Instructions to follow - Copy everything from the start of the material below down to the line containing "Target: thumbs up hand", keeping both ends, and leave the pictures out of your answer.

— START OF Supplied material —

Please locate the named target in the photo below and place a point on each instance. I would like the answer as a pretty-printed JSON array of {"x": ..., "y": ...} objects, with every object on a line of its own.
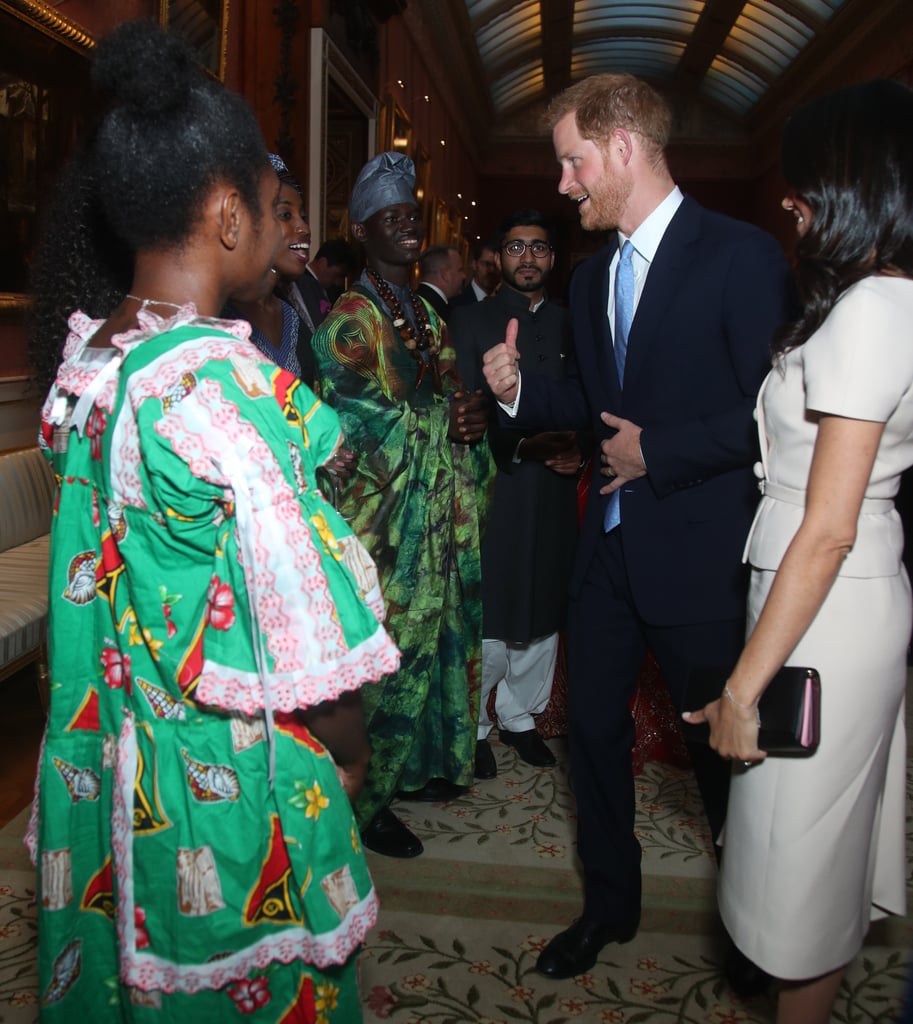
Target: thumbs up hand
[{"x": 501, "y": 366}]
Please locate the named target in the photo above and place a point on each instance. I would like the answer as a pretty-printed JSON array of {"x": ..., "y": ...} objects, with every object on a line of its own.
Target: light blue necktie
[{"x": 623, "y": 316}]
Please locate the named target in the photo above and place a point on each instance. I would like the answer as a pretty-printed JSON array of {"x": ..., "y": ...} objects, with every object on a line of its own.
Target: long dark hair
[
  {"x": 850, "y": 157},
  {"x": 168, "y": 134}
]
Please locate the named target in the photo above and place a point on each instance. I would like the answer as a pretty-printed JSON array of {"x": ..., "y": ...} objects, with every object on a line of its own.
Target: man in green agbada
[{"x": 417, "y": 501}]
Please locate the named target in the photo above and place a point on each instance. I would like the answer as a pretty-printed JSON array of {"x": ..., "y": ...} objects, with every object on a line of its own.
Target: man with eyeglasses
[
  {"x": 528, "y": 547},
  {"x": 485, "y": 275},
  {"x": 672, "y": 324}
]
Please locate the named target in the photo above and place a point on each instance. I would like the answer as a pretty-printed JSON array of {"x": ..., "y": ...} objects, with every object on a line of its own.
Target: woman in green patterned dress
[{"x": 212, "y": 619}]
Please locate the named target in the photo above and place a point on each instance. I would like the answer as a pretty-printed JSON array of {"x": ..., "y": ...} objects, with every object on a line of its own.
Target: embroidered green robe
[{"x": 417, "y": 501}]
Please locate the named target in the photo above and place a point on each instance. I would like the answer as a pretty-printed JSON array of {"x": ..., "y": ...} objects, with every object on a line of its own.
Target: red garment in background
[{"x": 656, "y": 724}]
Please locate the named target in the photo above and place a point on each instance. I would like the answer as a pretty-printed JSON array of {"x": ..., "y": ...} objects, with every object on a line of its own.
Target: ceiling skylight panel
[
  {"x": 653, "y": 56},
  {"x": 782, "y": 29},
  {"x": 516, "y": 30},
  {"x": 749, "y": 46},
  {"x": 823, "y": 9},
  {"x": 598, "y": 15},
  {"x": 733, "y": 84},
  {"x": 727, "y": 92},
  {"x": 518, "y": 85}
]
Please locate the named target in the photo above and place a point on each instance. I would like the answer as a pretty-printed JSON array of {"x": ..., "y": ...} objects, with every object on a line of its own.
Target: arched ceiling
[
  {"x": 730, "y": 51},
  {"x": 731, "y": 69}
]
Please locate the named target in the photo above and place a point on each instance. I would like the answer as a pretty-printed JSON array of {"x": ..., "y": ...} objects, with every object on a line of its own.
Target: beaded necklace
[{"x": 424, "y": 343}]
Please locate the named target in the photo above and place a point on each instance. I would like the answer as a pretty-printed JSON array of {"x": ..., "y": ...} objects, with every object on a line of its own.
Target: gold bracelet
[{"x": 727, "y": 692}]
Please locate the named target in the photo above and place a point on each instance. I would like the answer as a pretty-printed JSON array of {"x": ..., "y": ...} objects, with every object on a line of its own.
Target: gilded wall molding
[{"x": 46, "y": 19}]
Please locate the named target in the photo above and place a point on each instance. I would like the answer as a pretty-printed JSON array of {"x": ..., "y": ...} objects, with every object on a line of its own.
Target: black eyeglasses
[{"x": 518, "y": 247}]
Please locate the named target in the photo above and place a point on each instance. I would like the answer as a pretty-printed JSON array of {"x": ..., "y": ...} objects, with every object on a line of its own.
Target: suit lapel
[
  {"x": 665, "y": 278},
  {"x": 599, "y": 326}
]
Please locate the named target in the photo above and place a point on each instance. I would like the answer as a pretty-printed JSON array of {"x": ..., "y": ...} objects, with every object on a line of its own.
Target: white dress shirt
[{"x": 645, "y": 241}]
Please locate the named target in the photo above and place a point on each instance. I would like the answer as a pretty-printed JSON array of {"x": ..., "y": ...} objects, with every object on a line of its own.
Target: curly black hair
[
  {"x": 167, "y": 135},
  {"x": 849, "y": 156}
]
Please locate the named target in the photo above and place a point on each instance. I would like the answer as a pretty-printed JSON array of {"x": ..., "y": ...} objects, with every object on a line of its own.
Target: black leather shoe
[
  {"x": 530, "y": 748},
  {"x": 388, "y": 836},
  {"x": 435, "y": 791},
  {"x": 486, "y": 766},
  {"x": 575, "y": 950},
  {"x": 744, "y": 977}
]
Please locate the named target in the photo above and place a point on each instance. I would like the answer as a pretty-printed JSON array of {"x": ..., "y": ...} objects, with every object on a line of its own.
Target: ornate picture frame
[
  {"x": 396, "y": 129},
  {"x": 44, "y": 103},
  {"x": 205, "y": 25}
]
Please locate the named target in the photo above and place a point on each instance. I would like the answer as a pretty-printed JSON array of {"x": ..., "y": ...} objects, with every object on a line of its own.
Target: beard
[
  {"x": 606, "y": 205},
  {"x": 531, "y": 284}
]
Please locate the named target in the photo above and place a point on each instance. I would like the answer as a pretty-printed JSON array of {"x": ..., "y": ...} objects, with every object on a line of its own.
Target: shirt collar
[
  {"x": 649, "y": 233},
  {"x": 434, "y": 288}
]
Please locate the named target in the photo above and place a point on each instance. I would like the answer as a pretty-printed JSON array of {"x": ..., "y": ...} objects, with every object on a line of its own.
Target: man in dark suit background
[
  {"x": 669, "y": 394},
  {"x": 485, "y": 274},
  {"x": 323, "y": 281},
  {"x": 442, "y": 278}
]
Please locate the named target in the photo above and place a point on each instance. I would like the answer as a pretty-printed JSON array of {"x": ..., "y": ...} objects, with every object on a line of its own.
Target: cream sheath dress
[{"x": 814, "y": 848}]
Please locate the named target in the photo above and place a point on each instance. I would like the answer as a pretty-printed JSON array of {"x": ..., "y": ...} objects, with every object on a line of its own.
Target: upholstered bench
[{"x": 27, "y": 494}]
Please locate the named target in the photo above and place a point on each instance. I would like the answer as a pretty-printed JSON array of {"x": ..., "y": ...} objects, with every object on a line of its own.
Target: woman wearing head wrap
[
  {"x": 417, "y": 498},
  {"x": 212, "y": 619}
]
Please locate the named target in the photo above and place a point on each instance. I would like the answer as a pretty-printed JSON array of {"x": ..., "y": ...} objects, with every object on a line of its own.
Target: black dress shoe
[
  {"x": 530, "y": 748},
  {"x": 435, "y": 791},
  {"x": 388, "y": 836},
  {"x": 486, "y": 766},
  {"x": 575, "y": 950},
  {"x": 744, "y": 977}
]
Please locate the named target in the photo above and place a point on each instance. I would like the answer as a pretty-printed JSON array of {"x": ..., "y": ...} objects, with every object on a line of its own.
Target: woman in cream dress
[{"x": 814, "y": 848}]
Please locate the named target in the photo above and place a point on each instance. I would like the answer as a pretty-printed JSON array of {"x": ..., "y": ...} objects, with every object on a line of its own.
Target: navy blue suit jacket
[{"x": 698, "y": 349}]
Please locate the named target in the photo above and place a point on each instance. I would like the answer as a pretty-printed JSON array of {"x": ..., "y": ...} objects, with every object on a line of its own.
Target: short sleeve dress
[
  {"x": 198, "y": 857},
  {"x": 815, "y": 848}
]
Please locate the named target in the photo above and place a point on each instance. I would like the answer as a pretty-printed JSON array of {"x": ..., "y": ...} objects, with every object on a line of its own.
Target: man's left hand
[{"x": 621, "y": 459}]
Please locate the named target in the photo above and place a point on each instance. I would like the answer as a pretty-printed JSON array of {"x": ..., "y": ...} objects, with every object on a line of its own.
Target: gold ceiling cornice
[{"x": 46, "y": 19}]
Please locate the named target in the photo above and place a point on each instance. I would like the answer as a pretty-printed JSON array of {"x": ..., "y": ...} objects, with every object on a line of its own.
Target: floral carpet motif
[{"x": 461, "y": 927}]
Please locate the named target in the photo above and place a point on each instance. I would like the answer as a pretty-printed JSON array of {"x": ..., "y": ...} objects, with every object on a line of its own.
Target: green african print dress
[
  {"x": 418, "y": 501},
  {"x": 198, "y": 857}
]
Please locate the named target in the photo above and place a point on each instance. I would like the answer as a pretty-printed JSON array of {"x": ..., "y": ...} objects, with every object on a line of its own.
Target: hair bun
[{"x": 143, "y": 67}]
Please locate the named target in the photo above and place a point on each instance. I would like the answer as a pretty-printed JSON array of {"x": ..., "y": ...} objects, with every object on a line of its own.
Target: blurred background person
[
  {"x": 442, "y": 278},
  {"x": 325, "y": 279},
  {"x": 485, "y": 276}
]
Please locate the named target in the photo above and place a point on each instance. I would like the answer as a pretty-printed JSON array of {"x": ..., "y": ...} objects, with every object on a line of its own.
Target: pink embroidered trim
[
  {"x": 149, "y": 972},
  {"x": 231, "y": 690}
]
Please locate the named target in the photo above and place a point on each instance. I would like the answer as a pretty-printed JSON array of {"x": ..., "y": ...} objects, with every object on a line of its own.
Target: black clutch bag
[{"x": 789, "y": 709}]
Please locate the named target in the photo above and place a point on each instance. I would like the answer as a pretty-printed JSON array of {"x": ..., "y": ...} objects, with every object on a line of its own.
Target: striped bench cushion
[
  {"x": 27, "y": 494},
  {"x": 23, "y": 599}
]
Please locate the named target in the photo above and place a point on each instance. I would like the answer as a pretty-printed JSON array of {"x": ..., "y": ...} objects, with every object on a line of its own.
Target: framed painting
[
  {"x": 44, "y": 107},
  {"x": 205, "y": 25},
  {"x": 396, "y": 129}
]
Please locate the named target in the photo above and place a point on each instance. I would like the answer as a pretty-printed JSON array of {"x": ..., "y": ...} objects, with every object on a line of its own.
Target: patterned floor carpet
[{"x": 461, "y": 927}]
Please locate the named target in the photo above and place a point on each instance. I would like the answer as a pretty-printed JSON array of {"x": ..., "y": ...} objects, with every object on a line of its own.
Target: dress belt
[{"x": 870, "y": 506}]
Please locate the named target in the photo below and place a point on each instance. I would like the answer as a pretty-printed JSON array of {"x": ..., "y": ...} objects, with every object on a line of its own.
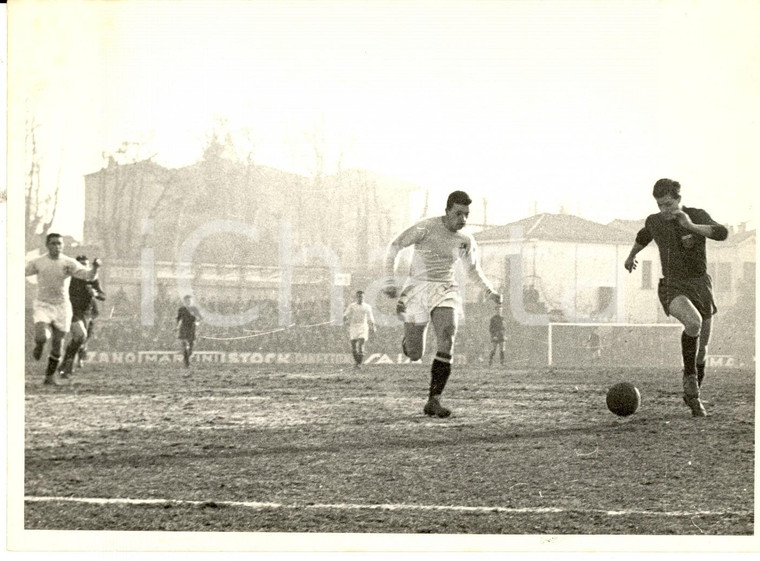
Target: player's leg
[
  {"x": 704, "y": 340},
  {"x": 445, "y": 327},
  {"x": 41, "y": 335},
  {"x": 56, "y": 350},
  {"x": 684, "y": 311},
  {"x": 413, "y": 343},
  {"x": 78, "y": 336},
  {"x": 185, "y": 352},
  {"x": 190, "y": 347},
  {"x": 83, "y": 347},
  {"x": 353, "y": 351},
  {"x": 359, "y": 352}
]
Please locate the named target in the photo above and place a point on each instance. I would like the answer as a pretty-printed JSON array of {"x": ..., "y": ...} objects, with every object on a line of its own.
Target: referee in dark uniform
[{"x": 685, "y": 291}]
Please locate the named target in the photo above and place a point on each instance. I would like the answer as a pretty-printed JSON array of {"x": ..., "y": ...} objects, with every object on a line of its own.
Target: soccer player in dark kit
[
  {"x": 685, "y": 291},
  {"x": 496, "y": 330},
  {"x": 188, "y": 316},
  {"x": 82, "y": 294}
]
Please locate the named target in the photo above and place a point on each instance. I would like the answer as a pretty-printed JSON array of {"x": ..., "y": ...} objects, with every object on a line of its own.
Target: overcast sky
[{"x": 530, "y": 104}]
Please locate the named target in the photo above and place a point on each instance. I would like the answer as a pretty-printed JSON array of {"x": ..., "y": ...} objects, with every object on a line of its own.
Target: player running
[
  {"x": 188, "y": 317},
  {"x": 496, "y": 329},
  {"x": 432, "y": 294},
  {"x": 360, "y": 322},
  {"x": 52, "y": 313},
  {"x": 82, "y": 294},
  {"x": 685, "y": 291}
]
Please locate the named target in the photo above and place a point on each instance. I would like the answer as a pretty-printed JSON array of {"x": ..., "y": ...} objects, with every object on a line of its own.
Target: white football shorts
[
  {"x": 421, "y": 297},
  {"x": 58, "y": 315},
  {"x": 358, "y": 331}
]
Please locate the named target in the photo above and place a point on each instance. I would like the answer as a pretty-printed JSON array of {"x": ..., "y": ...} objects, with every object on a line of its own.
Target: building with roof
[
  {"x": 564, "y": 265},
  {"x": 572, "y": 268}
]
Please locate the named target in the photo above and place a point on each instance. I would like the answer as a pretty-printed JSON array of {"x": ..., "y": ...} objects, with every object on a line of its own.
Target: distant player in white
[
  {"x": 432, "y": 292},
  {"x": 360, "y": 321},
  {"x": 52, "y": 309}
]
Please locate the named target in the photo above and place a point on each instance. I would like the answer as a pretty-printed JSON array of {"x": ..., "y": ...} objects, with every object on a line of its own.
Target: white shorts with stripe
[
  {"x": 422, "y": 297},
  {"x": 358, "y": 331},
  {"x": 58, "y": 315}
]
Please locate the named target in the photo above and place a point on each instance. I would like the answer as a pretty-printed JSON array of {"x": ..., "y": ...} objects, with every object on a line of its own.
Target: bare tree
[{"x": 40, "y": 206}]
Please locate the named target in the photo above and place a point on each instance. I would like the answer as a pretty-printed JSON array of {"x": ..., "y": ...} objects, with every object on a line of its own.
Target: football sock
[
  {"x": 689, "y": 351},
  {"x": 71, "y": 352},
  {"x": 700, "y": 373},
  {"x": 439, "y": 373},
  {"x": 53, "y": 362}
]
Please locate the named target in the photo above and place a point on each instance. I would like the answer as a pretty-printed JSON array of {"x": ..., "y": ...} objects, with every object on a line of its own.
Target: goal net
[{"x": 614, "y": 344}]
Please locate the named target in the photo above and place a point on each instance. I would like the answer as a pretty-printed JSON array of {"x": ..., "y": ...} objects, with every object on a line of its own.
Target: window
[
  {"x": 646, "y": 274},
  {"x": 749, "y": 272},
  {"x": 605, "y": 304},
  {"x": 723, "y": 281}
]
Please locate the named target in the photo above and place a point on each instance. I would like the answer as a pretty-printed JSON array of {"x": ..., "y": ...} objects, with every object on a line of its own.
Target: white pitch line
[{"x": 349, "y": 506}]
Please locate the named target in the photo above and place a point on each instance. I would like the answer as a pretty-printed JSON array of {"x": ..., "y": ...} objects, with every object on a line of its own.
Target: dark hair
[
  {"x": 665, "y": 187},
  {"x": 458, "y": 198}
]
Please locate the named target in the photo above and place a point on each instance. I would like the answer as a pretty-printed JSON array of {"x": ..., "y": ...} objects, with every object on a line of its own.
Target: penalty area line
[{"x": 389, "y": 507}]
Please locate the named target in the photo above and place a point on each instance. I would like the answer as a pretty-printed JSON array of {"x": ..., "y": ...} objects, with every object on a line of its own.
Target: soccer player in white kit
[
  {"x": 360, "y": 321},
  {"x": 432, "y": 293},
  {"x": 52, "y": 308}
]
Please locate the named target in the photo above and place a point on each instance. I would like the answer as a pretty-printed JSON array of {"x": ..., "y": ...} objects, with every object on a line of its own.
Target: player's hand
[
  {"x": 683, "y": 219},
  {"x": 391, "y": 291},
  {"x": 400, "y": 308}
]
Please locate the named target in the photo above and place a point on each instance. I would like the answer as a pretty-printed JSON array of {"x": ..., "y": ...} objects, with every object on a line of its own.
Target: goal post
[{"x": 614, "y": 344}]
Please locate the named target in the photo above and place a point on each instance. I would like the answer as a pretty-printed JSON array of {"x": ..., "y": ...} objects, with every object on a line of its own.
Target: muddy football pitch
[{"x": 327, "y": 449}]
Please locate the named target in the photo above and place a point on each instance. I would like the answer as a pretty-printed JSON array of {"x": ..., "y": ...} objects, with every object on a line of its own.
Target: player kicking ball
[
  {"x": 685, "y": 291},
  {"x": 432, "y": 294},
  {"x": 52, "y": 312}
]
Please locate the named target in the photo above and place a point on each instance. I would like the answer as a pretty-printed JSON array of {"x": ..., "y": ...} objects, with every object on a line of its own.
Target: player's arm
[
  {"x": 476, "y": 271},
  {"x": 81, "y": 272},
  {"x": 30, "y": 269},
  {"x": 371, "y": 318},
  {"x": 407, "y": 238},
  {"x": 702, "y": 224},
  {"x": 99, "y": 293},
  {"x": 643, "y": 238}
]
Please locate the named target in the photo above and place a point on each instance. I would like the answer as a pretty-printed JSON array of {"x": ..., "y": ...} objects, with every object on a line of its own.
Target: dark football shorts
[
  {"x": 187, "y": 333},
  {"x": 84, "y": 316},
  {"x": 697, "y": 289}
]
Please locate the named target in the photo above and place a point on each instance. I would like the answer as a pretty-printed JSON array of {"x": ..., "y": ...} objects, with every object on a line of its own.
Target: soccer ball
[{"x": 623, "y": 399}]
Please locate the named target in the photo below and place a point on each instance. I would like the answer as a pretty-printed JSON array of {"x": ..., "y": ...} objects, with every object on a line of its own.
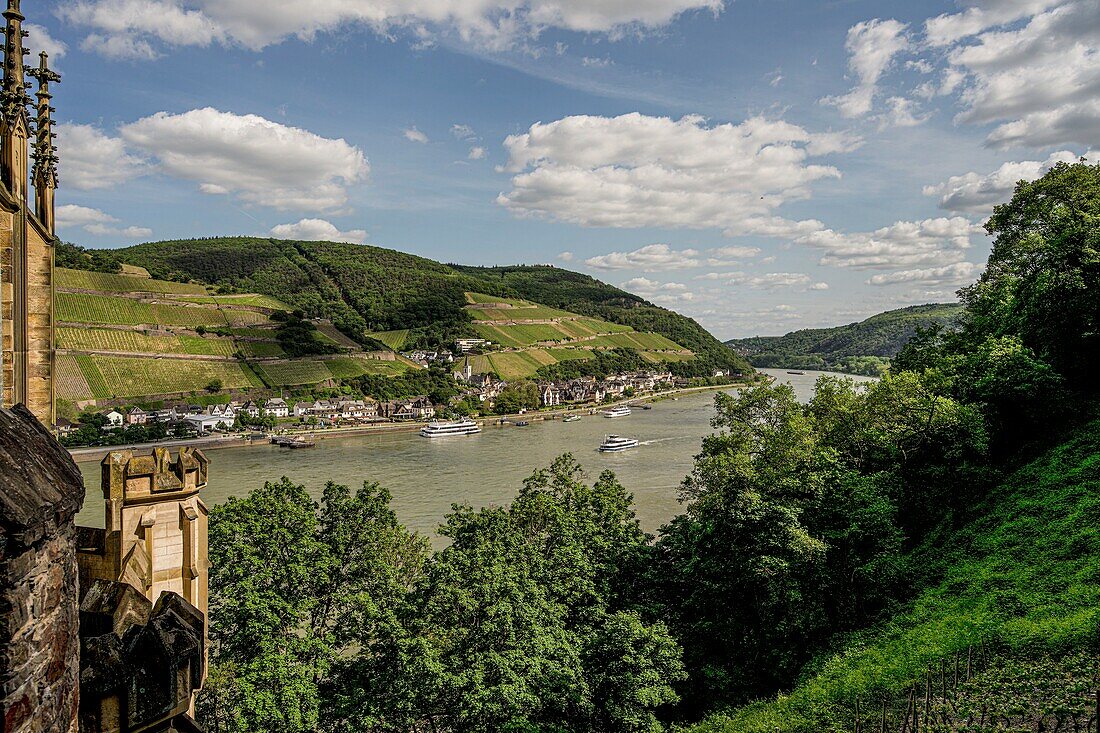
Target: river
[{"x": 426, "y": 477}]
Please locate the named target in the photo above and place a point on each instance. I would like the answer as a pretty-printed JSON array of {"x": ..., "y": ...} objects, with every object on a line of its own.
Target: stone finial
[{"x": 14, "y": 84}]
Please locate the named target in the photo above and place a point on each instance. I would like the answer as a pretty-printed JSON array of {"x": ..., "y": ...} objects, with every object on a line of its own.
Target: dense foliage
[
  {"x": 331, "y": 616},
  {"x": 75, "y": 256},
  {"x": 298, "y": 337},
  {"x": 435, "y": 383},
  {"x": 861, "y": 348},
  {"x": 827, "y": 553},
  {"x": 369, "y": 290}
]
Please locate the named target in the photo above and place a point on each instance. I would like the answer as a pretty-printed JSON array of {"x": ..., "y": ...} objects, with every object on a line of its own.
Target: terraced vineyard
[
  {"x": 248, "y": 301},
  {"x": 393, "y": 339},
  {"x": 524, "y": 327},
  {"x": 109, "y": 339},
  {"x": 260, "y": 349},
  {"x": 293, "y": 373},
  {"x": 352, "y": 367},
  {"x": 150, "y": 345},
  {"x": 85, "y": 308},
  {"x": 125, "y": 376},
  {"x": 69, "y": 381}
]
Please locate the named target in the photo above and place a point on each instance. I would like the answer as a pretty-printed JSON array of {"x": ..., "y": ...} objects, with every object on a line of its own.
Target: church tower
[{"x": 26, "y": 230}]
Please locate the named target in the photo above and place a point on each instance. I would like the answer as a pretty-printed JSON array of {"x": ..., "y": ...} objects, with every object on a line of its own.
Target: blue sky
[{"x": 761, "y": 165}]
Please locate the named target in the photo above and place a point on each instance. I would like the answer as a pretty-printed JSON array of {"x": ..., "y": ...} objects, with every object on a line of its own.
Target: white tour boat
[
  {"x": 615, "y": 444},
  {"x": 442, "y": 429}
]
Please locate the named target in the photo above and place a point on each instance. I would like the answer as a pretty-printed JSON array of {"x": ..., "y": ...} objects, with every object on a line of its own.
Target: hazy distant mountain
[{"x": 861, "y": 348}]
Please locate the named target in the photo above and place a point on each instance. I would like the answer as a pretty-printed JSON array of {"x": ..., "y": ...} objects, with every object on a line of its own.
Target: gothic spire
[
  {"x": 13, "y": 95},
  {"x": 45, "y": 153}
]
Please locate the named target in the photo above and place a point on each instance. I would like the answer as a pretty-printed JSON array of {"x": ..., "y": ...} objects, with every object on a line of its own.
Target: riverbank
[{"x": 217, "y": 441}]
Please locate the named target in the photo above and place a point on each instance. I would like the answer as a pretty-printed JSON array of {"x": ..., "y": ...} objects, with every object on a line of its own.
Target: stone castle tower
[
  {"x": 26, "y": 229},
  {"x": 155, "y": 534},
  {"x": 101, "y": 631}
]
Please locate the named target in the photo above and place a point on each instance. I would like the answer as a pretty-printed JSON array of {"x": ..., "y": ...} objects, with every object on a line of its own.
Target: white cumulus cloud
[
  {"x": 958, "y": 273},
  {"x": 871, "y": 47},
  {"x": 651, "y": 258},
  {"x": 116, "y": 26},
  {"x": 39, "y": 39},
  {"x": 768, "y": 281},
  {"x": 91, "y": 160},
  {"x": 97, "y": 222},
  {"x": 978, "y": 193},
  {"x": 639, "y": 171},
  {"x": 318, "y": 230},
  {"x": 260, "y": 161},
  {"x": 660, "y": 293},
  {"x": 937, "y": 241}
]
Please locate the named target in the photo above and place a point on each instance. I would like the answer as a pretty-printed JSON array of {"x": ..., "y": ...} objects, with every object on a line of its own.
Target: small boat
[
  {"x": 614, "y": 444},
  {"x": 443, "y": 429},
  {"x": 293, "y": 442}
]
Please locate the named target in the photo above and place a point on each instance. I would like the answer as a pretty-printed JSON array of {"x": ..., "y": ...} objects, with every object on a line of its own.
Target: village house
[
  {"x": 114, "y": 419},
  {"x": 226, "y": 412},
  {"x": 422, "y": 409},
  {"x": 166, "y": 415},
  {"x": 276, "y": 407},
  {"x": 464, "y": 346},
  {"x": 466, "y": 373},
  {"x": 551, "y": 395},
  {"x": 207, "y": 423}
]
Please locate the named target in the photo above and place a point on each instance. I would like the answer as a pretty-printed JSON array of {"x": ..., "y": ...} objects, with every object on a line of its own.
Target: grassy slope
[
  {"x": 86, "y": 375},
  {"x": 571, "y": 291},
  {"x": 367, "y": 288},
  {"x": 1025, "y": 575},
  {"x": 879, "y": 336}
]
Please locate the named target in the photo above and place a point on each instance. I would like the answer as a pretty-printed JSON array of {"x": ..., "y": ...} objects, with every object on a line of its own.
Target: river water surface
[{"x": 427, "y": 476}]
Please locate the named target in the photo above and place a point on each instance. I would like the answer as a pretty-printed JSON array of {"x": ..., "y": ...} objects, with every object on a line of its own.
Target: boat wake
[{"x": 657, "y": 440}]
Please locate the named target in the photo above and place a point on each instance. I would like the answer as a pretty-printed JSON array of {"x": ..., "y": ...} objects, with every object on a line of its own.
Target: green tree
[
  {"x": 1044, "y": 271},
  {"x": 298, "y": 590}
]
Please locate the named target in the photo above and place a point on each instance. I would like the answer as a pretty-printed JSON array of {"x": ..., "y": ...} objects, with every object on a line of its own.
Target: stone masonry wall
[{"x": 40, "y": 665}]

— END OF Supplied material —

Task answer -
Please locate the named target in the photo below and place a point on each instance. I would like the answer as a pretty-printed JSON array of {"x": ..., "y": ...} objects, with every object on a line of its own.
Target: thumbs up hand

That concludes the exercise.